## Text passage
· · ·
1994 P T D 636

[203 I T R 11]

[Bombay High Court (India)]

Before Smt. Sujata Manohar and U. T. Shah, JJ

STAR CHEMICALS PVT. LTD.

Versus

COMMISSIONER OF INCOME-TAX

Income Tax Reference No. 159 of 1979, decided on 26/02/1993.

Income-tax---

----Dividend---Deemed dividend---Loan to shareholder to the extent to which company possesses accumulated profits---Provision applies to a company which receives a loan from its wholly owned subsidiary---Loan received during accounting year should alone be taken into account---Reserve for development rebate forms part of "accumulated profits"---Indian Income Tax Act, 1961, S.2(22)(e). .

Explanation I to section 2(22) of the Indian Income Tax Act, 1961, clearly provides what is excluded from the ambit of the expression "accumulated profits". It excludes only capital gains arising over a certain period of time. The position is further clarified by Explanation 2 which says that the expression "accumulated profits" in sub-clauses (a), (b), (d) and (e) of section 2(22) shall include all profits of the company up to the date of distribution or payment referred to in those sub-clauses. The term "profits" means profits in the commercial sense. Development rebate reserves created out of the company's profits constitute a part of the accumulated profits of the company for purposes of section 2(22).

Badiani (P.K.) v. CIT (1976) 105 ITR 642 (SC) fol.

In view of the definition of "person" in section 2(31) which includes a company and the definition of "a person who has a substantial interest in the company" in section 2(32), section 2(22)(e) applies to a holding company and a wholly owned subsidiary company.

Sadhana Textile Mills Pvt. Ltd. v. CIT (1991) 188 ITR 318 (Bom.) fol.

Under section 8(a) of the Income Tax Act, 1961, for the purposes of inclusion in the total income of an assessee, any dividend declared by a company or distributed or paid by it within the meaning of sub-clause (a) or sub-clause (b) or sub-clause (c) or sub-clause (d) or sub-clause (e) of clause (22) of section 2 shall be deemed to be the income of the previous year in which it is so declared, distributed or paid, as the case may be. Therefore, only the payment received by the shareholder during the relevant previous year has to be taken into account and included as dividend by virtue of section 2(22)(e).
· · ·
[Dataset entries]
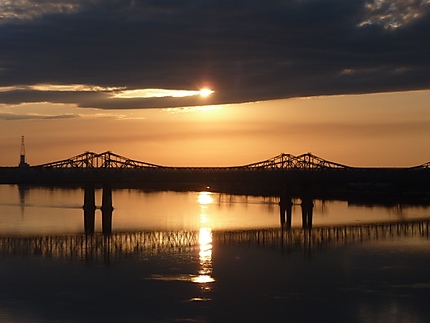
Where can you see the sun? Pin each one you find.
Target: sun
(205, 92)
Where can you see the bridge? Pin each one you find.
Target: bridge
(108, 159)
(299, 174)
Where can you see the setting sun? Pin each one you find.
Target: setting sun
(205, 92)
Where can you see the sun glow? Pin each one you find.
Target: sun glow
(205, 92)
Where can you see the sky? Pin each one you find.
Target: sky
(214, 82)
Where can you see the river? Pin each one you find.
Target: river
(208, 257)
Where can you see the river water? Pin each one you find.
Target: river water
(208, 257)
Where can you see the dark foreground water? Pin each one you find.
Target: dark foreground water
(204, 257)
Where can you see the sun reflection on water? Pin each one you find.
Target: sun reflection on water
(205, 242)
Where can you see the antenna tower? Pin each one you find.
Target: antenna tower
(22, 162)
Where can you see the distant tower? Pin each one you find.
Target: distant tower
(22, 162)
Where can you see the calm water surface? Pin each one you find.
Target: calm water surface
(209, 257)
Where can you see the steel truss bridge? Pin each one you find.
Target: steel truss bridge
(109, 160)
(96, 248)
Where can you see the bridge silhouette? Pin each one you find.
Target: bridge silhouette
(303, 174)
(108, 159)
(111, 160)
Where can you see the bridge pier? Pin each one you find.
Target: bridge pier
(107, 209)
(307, 213)
(285, 206)
(90, 208)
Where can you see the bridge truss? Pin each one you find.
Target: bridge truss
(108, 159)
(103, 160)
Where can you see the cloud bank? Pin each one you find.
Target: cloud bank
(101, 54)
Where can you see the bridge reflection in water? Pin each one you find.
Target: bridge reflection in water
(137, 244)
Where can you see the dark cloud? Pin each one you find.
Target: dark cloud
(244, 50)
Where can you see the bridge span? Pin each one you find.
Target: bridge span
(298, 174)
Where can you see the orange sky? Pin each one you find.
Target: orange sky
(388, 129)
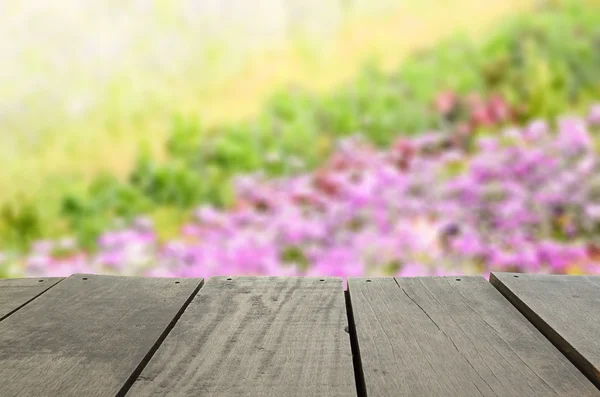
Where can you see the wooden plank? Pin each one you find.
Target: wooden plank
(564, 308)
(453, 336)
(17, 292)
(88, 335)
(256, 336)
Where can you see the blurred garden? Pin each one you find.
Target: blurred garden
(474, 149)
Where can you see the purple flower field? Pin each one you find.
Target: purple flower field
(525, 200)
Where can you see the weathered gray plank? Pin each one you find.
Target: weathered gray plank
(447, 336)
(564, 308)
(17, 292)
(253, 336)
(87, 335)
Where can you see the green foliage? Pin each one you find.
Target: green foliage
(19, 224)
(542, 63)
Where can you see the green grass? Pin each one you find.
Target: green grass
(547, 61)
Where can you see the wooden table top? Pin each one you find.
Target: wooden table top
(90, 335)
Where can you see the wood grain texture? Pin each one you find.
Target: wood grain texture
(564, 308)
(87, 335)
(256, 336)
(454, 337)
(17, 292)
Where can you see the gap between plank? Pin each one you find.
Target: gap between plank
(564, 347)
(359, 376)
(136, 373)
(31, 300)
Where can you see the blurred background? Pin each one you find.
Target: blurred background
(299, 137)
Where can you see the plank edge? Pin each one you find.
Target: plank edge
(580, 362)
(140, 367)
(58, 280)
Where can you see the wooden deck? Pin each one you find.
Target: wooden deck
(86, 335)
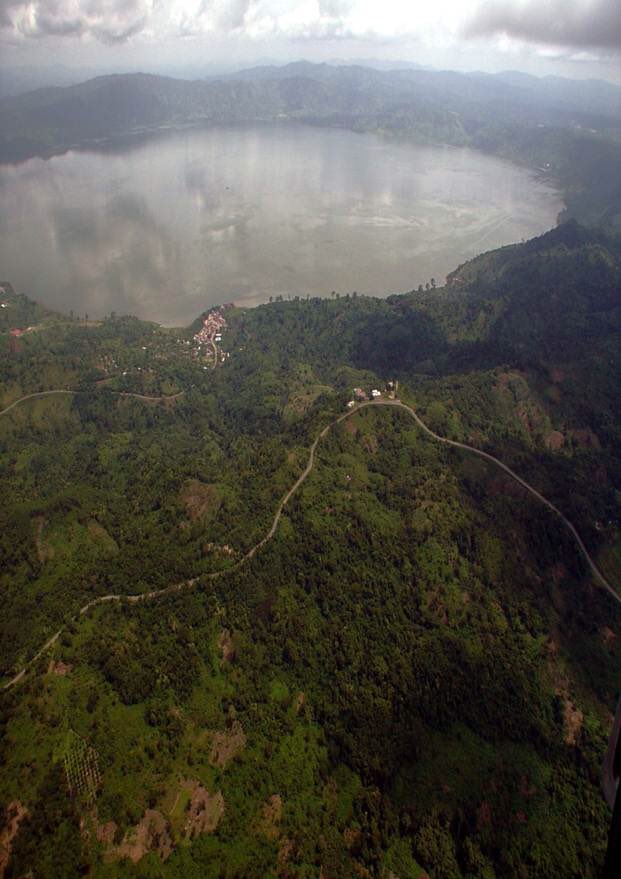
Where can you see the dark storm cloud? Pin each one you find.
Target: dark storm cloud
(579, 24)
· · ·
## Required work
**A.** In the income-tax ruling on deemed dividends, what does the term "profits" mean?
**B.** Arrange the entries as a Markdown table with the columns No. and Line. Start with the line containing "Where can you see the gap" and go on through the end of the entries, skipping blank lines and leaving the pictures out.

## Solutions to the tasks
**A.** Profits in the commercial sense.

**B.**
| No. | Line |
|---|---|
| 1 | Where can you see the gap between plank? Pin each one you find. |
| 2 | Target: gap between plank |
| 3 | (564, 347) |
| 4 | (359, 376) |
| 5 | (136, 373) |
| 6 | (31, 300) |
| 7 | Where can you see the blurred background? Pin each one you find. |
| 8 | Target: blurred background |
| 9 | (299, 137) |
| 10 | Where can you see the plank edge? Pin each one you find. |
| 11 | Target: plank edge |
| 12 | (580, 362) |
| 13 | (140, 367) |
| 14 | (58, 280) |
| 15 | Where can you see the wooden deck? Pin each one you find. |
| 16 | Target: wooden deck |
| 17 | (86, 335) |
| 18 | Where can you see the dark storm cloud? Pin each one you find. |
| 19 | Target: dark storm cloud |
| 20 | (579, 24) |